- [Task to carry out]
From the line with "Target: windshield wiper" through the final line of the entries below, write out each line exactly and nothing else.
□ □ □ □ □
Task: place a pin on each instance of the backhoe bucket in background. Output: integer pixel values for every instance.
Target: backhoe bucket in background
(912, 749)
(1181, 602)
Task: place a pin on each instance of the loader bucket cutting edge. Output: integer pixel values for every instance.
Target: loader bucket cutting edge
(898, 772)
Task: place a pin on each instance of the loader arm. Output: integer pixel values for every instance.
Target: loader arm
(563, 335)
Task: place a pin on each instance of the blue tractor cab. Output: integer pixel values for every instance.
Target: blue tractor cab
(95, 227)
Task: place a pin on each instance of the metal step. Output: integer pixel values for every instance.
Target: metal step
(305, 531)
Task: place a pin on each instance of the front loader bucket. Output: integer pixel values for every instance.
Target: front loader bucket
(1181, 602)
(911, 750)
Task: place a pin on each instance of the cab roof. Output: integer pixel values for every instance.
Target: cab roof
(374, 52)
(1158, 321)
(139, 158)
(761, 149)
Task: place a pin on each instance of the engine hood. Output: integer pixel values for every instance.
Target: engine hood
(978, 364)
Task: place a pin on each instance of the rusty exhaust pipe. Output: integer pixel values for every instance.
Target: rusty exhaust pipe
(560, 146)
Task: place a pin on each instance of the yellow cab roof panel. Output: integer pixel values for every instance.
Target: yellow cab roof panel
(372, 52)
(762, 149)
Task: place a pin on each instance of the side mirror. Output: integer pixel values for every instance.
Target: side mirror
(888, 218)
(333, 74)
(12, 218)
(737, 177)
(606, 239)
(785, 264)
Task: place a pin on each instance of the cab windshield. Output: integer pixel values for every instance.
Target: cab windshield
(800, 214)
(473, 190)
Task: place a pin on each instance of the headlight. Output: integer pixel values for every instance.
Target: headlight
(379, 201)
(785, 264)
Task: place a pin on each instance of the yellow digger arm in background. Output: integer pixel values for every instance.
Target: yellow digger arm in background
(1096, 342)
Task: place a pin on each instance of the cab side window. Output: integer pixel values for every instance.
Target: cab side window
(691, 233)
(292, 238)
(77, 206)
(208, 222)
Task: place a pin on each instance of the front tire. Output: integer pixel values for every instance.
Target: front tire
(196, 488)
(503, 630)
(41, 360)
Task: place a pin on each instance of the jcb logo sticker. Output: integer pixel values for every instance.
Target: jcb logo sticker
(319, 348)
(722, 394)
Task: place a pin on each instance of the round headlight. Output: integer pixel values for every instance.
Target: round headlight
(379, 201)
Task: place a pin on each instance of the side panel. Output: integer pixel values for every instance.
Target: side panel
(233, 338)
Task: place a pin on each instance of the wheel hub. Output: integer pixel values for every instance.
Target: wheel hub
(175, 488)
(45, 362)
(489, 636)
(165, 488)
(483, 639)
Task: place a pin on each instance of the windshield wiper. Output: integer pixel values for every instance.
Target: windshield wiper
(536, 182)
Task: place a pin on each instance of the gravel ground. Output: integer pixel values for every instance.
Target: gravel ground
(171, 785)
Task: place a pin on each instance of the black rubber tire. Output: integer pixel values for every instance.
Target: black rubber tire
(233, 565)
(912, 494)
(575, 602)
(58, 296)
□ □ □ □ □
- [Exercise answer]
Target: windshield wiper
(536, 182)
Task: place a pin on each instance of the gravel ground. Output: integer pixel values for every instance.
Target: gravel ground
(171, 785)
Task: place a pin on each instance of the black rubber tire. Output: integer pixel values for every instance.
Target: black rubber tire
(233, 565)
(912, 494)
(575, 602)
(58, 296)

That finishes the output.